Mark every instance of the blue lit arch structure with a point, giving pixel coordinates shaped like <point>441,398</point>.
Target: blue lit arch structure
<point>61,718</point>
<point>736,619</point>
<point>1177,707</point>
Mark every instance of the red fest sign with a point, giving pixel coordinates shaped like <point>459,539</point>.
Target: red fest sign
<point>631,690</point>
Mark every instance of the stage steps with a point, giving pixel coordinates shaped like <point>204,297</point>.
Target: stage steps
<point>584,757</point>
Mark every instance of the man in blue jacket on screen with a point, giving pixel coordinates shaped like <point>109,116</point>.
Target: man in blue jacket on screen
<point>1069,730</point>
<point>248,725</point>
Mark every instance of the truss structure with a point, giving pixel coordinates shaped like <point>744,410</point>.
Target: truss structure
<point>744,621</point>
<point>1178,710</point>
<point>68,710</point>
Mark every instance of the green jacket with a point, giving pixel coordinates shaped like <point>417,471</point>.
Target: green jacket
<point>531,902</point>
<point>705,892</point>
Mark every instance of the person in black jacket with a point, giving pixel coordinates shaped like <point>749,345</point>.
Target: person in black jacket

◆ **Instructions to follow**
Make an exact copy of every record listed above.

◆ **Written answer**
Mark every instance of the blue lit arch structure with a point, giving pixel coordinates shaped like <point>441,398</point>.
Target: blue lit arch structure
<point>61,718</point>
<point>736,619</point>
<point>1177,707</point>
Mark every instance of the red fest sign with a point, giving pixel coordinates shaped like <point>459,539</point>.
Target: red fest sign
<point>631,690</point>
Mark every instance of the stage steps with a point, giving pixel coordinates shaped like <point>204,297</point>.
Target: stage steps
<point>584,757</point>
Mark every instance of the man in blue jacket on screen with a point, giving pixel coordinates shaped like <point>109,116</point>.
Target: man in blue jacket on screen
<point>1069,730</point>
<point>248,725</point>
Mark every instance of the truss structure with a point, giving pixel coordinates shaped like <point>744,410</point>.
Target: truss structure
<point>744,621</point>
<point>1178,710</point>
<point>68,710</point>
Mark every instance of the green jacket with a point, giving pixel coordinates shaped like <point>417,471</point>.
Target: green jacket
<point>531,902</point>
<point>705,892</point>
Mark every instance of the person in black jacket with a point, giving pixel coordinates shaped like <point>749,345</point>.
Target: person in black jacket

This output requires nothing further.